■ Texto para leitura ■

####################

Ida para Canoas – Sônia conta que seus avós cuidavam de uma chácara em Canoas, e, como o seu avô ficou doente, a sua avó chamou a mãe dela para ficar lá. “Meu pai continuou morando em Porto Alegre. Meu tio ganhou umas casinhas em Guaíba, e a minha avó foi para lá. Eu, minha mãe e meus irmãos fomos morar no estacionamento da Ulbra, onde ficamos durante 15 anos.” Quando a sua avó faleceu, eles continuaram morando onde a ela morava. “A Ulbra pediu a casa, e, então, nós compramos um terreno aqui, no bairro São Vicente, em Canoas, e vai fazer 12 anos que moramos aqui.”

Reciclagem – “Começou como uma brincadeira, e já faz doze anos que eu trabalho com isso. Na época, o pai do meu segundo filho, o Leandro, ainda morava comigo, e resolvemos começar a juntar o material para vender.” Desde então, Sônia levou a sério o trabalho de juntar, amassar e separar latinhas e garrafas plásticas. “Trazia da praia e comecei a pedir latinhas e garrafas para as vizinhas. A minha mãe começou a fazer caminhada e dizia para as companheiras que eu estava juntando. Daí, todos os dias ela vinha com sacolinhas cheias.” Mesmo depois de separada, ela não deixou de juntar o material. “Quando eu não pego na rua, os vizinhos juntam para mim. As crianças que moram do lado da minha casa brigam para tocar uma garrafa para o meu pátio.” Sônia explica que, para ter um rendimento considerável, é preciso juntar latinhas e garrafas durante três meses. “Consigo cerca de R$ 120,00. Na última vez que vendi, comprei passagens para os meus filhos e ainda paguei uma conta de R$ 25,00.” Por causa da tendinite no braço direito, ela não trabalha fora e recebe um benefício INSS. Além de complementar a renda, a venda do material reciclável é uma terapia. “Se estou agoniada, eu vou amassar as garrafas e passa.”

Filhos – Aos 28 anos, Sônia foi mãe solteira. “Criei o Thiago, 21 anos, até os quatro anos, sozinha. Depois, o pai do Leandro, 15 anos, veio morar comigo. Tenho muito pelos meus filhos, e ciúme também, principalmente do mais velho que, aos 14 anos, foi trabalhar para me ajudar.” Sônia ressalta que os filhos são tudo para ela. “Eles não gostam que eu junte garrafas, mas, faço isso mais por eles do que por mim.”

Estudos – Devido às mudanças, que dificultavam o acesso à escola, Sônia pôde estudar até a 4ª série. “Eu não era muito estudiosa, perdia o entusiasmo e deixava os estudos de lado.” Há dois anos, Sônia voltou a estudar, mas “como o Thiago estava no quartel e trazia as calças cheias de barro, eu tinha que lavar num dia para secar no outro. Às vezes, secava atrás da geladeira ou com o ferro. Por causa disso, estudei uma ano e parei.”

####################

■ Itens apresentados ■
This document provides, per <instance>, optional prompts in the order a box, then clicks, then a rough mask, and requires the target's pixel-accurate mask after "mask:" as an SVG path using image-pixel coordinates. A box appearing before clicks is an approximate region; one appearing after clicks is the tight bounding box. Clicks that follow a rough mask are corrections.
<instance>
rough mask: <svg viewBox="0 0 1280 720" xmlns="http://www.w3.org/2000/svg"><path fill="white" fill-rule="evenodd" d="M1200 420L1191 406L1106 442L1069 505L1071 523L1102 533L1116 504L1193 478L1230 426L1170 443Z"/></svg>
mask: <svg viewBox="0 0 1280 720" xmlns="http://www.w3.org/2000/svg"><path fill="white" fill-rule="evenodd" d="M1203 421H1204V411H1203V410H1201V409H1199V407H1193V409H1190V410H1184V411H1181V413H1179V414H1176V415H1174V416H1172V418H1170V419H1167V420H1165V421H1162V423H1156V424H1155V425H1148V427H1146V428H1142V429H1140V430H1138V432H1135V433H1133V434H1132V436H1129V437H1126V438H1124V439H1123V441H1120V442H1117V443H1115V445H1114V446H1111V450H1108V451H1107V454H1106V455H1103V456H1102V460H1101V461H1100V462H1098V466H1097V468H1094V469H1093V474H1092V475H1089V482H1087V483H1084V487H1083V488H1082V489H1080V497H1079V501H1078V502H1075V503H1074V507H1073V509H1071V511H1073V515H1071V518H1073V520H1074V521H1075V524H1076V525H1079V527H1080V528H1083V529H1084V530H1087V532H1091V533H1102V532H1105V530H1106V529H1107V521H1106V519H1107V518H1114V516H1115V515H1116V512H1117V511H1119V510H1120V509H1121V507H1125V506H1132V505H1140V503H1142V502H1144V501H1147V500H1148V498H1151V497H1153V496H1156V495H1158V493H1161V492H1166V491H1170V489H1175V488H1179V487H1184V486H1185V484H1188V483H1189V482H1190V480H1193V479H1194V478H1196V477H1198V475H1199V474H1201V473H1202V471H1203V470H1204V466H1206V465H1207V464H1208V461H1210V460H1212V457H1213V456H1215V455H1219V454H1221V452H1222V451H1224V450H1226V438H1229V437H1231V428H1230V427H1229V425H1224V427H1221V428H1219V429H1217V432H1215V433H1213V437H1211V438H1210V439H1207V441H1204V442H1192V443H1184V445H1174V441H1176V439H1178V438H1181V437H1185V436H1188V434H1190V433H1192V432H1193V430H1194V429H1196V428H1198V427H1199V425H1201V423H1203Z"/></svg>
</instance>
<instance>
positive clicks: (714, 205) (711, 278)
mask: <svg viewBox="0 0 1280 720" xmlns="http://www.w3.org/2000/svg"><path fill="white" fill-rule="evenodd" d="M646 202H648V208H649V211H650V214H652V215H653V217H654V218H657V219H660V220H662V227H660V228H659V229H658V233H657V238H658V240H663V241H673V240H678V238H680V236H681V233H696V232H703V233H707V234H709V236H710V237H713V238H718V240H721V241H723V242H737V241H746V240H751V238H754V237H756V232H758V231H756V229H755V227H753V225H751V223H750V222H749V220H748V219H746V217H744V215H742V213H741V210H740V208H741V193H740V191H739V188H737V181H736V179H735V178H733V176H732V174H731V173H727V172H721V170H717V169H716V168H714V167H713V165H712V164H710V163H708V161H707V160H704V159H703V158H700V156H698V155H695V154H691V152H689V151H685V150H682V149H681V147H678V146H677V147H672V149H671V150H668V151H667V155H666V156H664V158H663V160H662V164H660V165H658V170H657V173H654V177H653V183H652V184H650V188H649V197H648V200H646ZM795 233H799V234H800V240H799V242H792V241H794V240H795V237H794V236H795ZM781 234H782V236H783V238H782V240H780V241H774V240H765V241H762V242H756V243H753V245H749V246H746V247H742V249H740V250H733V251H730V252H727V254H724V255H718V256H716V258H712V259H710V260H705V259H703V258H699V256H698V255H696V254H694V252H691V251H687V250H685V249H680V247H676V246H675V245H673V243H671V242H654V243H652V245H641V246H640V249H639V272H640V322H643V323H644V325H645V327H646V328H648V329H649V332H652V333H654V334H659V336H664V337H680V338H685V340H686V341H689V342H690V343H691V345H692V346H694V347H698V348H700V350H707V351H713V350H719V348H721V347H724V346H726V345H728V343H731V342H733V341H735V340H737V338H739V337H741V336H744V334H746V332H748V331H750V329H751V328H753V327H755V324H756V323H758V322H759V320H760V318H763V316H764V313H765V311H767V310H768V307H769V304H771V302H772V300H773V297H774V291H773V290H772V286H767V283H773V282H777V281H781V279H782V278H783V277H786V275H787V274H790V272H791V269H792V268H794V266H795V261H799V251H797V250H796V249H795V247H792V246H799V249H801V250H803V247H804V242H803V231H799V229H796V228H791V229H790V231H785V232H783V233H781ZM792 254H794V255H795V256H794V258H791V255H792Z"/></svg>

####################

■ Objetivo da tarefa ■
Segundo o texto sobre Sônia, por quanto tempo é preciso juntar latinhas e garrafas para ter um rendimento considerável? Os itens são material independente do texto.

■ Resultado do exercício ■
Durante três meses.